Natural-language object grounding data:
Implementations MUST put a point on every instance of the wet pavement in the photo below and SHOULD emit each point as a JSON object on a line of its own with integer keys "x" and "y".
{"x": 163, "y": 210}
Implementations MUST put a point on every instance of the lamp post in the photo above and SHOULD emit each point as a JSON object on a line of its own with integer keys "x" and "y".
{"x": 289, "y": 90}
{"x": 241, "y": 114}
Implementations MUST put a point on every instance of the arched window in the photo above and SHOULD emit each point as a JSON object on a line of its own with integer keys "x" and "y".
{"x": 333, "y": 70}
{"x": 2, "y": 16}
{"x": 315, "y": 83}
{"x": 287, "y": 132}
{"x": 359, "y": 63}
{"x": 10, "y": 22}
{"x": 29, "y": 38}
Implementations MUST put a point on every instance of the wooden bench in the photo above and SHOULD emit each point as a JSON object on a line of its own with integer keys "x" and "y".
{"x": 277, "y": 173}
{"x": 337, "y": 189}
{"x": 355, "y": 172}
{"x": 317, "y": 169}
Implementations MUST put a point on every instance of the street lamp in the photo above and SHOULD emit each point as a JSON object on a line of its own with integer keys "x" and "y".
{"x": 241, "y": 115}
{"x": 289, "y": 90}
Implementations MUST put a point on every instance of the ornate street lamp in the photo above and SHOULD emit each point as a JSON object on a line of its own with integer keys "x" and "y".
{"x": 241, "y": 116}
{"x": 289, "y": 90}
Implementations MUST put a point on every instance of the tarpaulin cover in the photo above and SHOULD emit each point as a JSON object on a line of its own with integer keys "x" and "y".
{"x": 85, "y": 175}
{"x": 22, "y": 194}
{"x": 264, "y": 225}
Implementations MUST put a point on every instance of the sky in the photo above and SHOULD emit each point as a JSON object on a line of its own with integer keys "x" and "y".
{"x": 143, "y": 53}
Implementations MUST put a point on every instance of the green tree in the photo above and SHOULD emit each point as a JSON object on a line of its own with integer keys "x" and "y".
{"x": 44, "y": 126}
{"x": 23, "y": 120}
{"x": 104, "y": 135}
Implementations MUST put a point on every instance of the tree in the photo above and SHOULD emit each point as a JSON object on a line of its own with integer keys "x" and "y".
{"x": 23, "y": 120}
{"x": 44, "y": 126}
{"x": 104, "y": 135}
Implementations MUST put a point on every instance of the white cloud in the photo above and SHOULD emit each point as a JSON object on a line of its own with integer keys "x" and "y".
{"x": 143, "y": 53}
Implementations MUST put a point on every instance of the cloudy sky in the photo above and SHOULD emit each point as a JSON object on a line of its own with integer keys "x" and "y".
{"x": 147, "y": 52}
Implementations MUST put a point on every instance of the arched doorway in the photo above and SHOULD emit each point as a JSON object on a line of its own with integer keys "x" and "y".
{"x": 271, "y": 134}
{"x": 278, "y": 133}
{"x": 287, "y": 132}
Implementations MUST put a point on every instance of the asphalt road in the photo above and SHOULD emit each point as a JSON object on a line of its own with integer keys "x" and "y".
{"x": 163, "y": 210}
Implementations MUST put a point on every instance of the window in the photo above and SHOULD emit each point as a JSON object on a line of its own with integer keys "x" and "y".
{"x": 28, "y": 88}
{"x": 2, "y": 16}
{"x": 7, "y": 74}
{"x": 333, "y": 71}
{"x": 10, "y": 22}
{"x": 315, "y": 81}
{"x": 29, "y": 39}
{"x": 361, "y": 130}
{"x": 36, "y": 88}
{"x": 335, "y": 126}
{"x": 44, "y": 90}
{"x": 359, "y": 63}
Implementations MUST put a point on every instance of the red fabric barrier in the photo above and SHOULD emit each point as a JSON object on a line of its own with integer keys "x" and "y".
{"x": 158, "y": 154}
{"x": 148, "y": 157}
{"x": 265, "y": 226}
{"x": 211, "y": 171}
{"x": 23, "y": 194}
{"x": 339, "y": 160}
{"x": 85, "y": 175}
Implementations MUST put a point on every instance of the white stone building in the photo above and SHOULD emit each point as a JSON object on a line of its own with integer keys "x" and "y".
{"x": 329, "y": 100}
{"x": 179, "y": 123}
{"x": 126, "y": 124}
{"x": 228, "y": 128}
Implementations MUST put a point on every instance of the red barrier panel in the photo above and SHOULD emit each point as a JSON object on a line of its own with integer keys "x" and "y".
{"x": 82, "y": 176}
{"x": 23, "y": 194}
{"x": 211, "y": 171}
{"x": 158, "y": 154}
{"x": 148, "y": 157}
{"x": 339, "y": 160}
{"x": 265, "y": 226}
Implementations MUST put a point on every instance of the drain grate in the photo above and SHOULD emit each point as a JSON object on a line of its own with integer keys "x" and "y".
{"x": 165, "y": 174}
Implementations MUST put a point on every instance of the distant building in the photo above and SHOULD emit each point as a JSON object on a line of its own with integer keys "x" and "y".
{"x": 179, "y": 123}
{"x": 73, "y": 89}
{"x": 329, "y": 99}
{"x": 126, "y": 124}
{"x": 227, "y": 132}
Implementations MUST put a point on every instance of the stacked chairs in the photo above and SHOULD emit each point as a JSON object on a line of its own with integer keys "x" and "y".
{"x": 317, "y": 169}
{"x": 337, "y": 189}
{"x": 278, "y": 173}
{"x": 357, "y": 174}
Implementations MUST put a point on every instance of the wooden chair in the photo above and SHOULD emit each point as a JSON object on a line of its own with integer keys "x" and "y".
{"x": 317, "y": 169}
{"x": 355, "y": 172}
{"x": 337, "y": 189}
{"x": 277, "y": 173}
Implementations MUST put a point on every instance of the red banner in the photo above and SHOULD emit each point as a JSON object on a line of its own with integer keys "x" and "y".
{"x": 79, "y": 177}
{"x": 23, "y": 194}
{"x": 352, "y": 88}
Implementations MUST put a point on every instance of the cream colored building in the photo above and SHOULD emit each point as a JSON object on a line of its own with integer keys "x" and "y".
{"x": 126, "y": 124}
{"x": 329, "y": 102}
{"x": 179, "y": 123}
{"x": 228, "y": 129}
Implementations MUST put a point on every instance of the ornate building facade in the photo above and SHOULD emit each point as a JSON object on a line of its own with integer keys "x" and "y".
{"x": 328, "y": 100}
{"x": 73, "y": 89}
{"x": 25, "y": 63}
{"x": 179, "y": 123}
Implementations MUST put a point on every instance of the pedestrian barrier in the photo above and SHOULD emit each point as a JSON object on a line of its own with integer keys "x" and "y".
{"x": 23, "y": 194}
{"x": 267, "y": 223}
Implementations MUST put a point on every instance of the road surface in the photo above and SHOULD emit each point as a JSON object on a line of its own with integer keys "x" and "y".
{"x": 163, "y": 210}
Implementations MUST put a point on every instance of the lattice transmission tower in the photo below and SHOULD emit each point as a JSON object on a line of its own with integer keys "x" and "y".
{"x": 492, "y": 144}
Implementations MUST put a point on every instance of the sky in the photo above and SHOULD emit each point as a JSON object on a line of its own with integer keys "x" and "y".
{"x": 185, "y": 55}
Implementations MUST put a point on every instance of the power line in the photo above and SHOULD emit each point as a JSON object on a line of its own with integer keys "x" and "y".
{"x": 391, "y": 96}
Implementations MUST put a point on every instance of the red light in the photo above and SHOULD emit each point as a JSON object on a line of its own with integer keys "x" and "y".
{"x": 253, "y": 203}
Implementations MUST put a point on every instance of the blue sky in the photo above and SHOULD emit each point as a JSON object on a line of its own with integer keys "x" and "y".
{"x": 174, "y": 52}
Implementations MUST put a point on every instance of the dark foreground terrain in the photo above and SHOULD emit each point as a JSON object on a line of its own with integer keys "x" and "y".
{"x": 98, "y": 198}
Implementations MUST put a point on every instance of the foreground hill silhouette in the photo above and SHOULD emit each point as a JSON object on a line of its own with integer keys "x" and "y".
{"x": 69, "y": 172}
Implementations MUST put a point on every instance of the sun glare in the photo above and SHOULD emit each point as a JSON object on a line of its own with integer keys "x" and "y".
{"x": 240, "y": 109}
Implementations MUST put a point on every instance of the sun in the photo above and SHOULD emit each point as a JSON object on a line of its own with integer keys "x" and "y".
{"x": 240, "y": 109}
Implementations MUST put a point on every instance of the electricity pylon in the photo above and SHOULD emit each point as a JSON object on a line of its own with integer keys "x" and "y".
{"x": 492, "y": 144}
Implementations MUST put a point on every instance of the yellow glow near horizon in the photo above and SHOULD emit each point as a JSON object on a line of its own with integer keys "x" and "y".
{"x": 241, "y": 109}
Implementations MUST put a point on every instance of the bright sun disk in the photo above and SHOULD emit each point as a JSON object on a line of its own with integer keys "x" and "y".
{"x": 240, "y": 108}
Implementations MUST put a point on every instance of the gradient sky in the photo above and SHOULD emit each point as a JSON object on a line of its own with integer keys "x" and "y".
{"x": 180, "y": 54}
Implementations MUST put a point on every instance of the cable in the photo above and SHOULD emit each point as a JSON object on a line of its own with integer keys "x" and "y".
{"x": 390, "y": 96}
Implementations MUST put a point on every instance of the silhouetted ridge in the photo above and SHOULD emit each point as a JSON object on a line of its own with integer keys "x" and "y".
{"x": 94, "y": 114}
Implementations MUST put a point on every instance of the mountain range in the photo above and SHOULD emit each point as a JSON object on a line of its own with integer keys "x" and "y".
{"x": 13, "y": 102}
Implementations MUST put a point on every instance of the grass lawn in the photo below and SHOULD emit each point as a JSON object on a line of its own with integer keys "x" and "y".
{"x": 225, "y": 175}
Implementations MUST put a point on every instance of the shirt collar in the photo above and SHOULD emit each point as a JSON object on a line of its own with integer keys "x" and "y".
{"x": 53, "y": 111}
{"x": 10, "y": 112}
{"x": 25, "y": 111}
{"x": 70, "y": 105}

> _BRIEF_: The answer should consist only of the lines from the one with "of the gradient" to the final line of the records above, retyped word for word.

> _RESPONSE_:
Implementations MUST put a point on every instance of the gradient sky in the photo above and SHOULD emit each point as a JSON object on a line of its own with integer keys "x" and "y".
{"x": 180, "y": 54}
Implementations MUST put a point on every instance of the cable in the photo above and SHOULD emit each point as a JSON object on a line of its own with integer keys "x" and "y".
{"x": 390, "y": 96}
Implementations MUST put a point on every instance of the silhouetted ridge in the photo above and SHOULD emit each point as a JSON object on a line of its own with integer keys "x" and "y".
{"x": 94, "y": 114}
Implementations MUST put a point on every instance of the mountain range in the photo above and SHOULD emit each point as a JSON object on a line of its own with integer keys "x" and "y".
{"x": 13, "y": 102}
Implementations MUST put a point on every instance of the grass lawn in the photo below and SHOULD emit each point as a JSON object on a line of its own with integer keys "x" and "y".
{"x": 225, "y": 175}
Implementations MUST put a point on every instance of the shirt collar in the photo above and SHOULD emit each point as a JSON object on a line of its own with integer keys "x" and "y".
{"x": 53, "y": 111}
{"x": 10, "y": 112}
{"x": 25, "y": 111}
{"x": 70, "y": 105}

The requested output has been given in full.